*SELECTED EXCERPT*.
□ □ □ □
Red water disease in cattle

Updated February 21, 2017

Red water disease can leave cattle dead before you even realise they are infected. This fast-acting and usually fatal condition is most common in certain regions and pasture conditions, some of which can be amended by better ranching practices and others that can be fixed with vigilant care of your cattle.


Death is often the first and only symptom of red water disease. Most cattle die within 12 hours of contracting the disease. Symptoms prior to death include rapid breathing, a high fever, weakness, anaemia, lack of energy and a dark red, foamy urine, which gives rise to the disease’s name. If you do happen to catch symptoms of the disease quickly enough, you can try antibiotics and antitoxin. Treatments are usually not successful because of the disease’s rapid nature.


Bacteria called Clostridium hemolyticum cause red water disease. The bacteria enter the cattle’s liver, where they eventually make their way into the red blood cells. The cattle’s red blood cells then burst, fatally sending haemoglobin and more bacteria into the bloodstream. The bacteria do not always lead to disease, but only do so when they are able to successfully attack an area in the cattle’s liver that is particularly low in oxygen. Conditions are ideal in cattle with liver fluke (a parasite) or livers damaged by abscesses, biopsies or similar conditions.

Risk Factors

Red water disease is common in alkaline soil, alkaline water with a pH of 8, and wet, marshy pastures with poor drainage. California is home to the first reports of red water disease--in 1916--and remains a hot spot for it, as do other western states. Warmer months during spring, summer or early fall are the riskiest time of year for red water disease, although it can infect cattle all year long. Cattle older than one year are most at risk. Younger calves have a level of immunity to the disease, although they, too, can become infected.


Vaccination is the key to preventing cattle red water disease. Vaccines build up the cattle’s immunity to red water disease and should be part of your livestock’s annual maintenance regimen. Plan on more frequent vaccinations, every three or six months, in higher-risk areas. Immediately remove any dead cattle infected with red water after death to prevent further spread of the disease. Improving field drainage conditions will also help prevent the disease, as will preventing liver fluke infestations.


A number of other conditions give rise to the same type of symptoms as red water disease. Have a necropsy done on cattle you suspect died from red water disease to find out if your other cattle are at high risk. Conditions that appear similar to red water disease include blackleg, Leptospirosis, Anaplasmosis, anthrax and poisoning from copper and bracken fern.
□ □ □ □
*Rows drawn from a collection*.
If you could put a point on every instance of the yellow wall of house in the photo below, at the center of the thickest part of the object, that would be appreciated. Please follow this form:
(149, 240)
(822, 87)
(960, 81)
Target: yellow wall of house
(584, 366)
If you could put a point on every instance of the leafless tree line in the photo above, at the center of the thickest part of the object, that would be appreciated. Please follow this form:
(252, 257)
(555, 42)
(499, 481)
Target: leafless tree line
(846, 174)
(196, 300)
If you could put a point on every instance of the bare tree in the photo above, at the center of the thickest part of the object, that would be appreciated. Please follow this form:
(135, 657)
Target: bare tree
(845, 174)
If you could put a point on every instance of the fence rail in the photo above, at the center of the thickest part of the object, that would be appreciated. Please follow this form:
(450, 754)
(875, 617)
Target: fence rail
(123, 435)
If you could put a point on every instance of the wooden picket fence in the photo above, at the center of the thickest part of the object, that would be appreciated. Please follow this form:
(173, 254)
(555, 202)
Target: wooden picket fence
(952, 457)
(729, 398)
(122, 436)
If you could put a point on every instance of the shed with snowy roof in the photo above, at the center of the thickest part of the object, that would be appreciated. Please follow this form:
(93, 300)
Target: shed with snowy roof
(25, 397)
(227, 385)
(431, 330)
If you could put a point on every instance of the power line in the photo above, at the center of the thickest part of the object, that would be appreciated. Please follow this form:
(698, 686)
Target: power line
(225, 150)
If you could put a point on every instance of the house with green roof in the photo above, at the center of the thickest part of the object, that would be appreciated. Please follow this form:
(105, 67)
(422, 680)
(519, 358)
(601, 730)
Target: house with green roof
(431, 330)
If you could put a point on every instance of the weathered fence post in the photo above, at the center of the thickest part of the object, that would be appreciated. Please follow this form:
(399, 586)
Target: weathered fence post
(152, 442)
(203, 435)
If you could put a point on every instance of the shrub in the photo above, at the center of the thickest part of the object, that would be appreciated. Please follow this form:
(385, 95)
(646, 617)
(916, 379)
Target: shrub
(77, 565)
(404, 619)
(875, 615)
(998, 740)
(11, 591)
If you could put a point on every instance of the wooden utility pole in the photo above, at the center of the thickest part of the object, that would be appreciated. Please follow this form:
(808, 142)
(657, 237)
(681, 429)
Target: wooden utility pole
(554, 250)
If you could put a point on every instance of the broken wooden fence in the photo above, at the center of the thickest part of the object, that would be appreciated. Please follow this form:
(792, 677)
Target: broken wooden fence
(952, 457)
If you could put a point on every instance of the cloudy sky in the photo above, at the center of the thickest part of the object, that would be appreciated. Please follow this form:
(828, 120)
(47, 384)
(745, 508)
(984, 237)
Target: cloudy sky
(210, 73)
□ □ □ □
*EXERCISE TASKS*.
(a) Translate the following sentence from the article on red water disease into Spanish: "Cattle older than one year are most at risk."
(b) Quote the stretch of the article on red water disease from "Red water disease in cattle" through "disease’s rapid nature.".
(c) According to the article on red water disease, in what year were the first reports of the disease made?
None of the rows is required to complete this work.

*RESULTS BY TASK*.
(a) El ganado mayor de un año es el que corre mayor riesgo.

(b)
Red water disease in cattle

Updated February 21, 2017

Red water disease can leave cattle dead before you even realise they are infected. This fast-acting and usually fatal condition is most common in certain regions and pasture conditions, some of which can be amended by better ranching practices and others that can be fixed with vigilant care of your cattle.


Death is often the first and only symptom of red water disease. Most cattle die within 12 hours of contracting the disease. Symptoms prior to death include rapid breathing, a high fever, weakness, anaemia, lack of energy and a dark red, foamy urine, which gives rise to the disease’s name. If you do happen to catch symptoms of the disease quickly enough, you can try antibiotics and antitoxin. Treatments are usually not successful because of the disease’s rapid nature.

(c) The first reports were made in 1916.